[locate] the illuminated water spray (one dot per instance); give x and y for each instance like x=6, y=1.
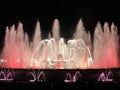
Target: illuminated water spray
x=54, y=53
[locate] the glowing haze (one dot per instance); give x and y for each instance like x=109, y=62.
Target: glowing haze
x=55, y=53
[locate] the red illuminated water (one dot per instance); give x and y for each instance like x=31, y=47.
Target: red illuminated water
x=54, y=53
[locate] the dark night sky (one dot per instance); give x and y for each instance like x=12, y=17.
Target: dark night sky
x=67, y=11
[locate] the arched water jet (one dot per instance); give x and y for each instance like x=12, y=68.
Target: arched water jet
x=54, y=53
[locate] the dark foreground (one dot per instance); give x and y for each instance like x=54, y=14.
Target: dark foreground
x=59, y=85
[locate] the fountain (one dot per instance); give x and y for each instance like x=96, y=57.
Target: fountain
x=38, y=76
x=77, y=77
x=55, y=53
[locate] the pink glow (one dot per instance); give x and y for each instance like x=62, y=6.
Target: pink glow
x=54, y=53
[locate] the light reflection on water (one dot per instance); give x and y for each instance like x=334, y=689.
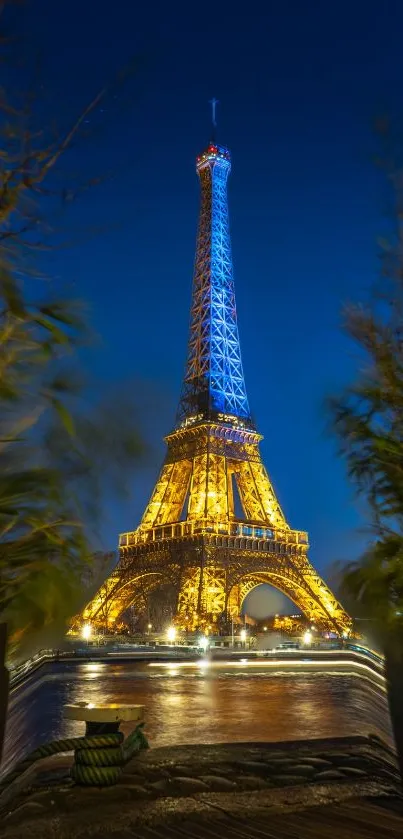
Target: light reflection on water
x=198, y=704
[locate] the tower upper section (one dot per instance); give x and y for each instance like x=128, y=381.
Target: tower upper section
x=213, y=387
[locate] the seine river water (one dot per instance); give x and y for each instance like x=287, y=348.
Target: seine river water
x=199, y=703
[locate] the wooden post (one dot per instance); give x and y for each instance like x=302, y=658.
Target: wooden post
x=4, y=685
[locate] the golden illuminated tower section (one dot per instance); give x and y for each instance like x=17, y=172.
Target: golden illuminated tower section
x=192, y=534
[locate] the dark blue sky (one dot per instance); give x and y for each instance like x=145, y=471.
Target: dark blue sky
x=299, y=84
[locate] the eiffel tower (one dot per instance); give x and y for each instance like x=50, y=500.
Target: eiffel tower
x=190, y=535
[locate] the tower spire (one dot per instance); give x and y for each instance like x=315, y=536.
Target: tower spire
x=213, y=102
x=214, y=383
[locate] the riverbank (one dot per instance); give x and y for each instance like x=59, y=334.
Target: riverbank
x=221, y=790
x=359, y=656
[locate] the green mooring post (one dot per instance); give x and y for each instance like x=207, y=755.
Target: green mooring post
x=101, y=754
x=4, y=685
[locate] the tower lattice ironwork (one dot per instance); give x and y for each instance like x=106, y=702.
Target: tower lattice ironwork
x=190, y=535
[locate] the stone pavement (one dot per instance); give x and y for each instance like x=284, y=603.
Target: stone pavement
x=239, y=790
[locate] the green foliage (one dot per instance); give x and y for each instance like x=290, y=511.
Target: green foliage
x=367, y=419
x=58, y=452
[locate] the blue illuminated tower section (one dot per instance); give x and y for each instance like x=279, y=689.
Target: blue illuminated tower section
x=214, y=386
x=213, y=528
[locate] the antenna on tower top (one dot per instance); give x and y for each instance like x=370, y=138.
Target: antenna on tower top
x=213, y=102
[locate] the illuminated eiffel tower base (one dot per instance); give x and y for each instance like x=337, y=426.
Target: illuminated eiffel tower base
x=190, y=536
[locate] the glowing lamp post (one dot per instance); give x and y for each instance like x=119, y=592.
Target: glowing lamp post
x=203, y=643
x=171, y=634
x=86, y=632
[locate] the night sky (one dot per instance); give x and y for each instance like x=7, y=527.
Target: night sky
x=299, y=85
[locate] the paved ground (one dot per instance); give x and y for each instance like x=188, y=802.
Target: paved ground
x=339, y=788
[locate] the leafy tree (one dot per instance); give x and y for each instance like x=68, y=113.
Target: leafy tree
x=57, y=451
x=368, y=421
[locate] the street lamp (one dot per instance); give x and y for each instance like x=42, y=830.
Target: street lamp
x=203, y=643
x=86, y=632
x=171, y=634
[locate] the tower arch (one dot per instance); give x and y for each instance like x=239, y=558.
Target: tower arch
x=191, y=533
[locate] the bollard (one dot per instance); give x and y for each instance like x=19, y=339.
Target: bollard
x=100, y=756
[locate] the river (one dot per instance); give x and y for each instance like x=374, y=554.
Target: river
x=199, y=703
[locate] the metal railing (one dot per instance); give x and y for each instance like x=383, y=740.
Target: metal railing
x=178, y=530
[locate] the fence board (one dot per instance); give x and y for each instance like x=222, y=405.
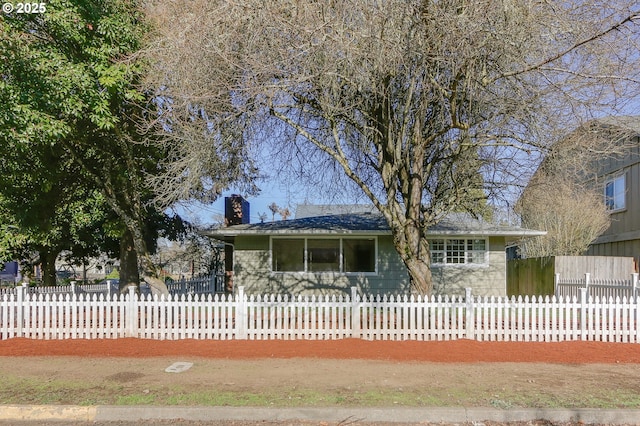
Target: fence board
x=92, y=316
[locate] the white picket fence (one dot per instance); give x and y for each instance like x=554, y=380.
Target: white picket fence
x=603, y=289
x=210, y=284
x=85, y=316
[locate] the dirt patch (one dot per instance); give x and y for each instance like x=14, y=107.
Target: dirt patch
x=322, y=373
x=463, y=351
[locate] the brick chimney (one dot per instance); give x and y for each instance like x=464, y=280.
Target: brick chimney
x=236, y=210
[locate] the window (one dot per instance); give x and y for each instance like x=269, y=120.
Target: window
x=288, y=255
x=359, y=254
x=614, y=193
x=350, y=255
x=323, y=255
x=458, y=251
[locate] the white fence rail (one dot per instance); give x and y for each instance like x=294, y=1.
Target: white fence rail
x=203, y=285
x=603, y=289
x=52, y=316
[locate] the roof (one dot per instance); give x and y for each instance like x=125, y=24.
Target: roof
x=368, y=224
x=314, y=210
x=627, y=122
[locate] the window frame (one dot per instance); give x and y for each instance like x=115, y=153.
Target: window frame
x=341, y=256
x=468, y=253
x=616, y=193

***

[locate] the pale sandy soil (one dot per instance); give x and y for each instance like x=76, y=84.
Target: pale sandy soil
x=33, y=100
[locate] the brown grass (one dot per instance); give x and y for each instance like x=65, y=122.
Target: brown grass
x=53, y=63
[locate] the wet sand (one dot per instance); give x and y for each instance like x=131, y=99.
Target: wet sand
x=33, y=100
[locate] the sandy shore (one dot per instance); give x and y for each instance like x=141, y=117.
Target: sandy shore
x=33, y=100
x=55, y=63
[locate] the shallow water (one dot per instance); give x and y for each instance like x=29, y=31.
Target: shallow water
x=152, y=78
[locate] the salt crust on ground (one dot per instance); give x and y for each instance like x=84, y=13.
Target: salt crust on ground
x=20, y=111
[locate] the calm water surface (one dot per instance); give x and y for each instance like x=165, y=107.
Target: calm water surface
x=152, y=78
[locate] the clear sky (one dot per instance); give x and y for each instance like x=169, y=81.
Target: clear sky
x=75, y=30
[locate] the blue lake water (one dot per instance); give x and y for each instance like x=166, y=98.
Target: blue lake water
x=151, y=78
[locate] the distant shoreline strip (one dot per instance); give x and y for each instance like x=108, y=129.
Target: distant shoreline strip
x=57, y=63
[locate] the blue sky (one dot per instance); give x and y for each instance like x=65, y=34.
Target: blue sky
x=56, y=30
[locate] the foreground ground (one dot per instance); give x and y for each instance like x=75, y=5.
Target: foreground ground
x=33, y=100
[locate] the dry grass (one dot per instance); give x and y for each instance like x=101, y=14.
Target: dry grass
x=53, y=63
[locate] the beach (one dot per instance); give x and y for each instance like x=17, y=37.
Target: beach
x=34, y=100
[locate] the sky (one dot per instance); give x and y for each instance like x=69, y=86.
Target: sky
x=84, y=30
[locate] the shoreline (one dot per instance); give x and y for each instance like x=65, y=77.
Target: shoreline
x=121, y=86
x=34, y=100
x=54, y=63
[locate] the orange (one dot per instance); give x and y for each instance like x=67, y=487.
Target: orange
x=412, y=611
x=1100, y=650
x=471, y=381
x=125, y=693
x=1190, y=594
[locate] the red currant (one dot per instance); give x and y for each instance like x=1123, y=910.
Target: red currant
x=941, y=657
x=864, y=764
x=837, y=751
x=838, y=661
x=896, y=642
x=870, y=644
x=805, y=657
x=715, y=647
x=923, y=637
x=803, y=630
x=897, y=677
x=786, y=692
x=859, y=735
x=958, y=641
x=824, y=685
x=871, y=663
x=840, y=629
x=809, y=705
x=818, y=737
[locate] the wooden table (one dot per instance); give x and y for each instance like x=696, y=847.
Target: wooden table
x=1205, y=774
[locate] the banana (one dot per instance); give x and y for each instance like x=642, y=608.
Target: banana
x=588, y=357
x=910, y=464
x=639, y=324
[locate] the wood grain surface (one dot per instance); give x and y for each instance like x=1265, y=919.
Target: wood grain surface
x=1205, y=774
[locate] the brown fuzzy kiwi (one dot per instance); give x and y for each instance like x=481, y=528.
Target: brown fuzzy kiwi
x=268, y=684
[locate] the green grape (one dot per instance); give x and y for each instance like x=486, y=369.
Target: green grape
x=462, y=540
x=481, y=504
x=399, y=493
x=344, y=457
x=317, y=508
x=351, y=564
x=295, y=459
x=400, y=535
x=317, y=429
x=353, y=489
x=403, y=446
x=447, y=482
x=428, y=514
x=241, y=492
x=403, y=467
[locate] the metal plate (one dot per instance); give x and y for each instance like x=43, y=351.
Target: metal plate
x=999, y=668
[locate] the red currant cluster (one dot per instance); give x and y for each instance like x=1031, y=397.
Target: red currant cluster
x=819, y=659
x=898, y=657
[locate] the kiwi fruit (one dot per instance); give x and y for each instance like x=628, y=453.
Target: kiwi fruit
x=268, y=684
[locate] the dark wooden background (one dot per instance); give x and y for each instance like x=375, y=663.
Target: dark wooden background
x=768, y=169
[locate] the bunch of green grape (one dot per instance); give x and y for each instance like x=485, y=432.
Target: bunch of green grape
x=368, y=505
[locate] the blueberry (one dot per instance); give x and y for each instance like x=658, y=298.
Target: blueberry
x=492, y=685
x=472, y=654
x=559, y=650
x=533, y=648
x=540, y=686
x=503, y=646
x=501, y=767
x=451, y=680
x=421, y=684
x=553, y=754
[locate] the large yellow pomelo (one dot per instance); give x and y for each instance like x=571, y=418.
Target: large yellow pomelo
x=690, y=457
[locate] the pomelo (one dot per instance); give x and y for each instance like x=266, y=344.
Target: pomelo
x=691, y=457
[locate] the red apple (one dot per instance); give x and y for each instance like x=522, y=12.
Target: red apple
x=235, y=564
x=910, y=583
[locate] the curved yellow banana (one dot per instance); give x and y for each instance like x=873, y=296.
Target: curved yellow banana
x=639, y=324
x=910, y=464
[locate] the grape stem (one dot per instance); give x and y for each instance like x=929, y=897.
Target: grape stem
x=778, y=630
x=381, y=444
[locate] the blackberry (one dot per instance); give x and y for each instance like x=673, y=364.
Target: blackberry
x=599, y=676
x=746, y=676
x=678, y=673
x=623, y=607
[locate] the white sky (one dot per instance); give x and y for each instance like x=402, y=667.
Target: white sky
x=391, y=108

***

— En qué consiste —
Recopila todas las líneas del material que contengan la palabra "calm". Ten en cuenta que las mayúsculas y las minúsculas cuentan.

— Resultado del ejercicio —
[locate] the calm water surface (one dot per instance); give x and y for each instance like x=165, y=107.
Target: calm water surface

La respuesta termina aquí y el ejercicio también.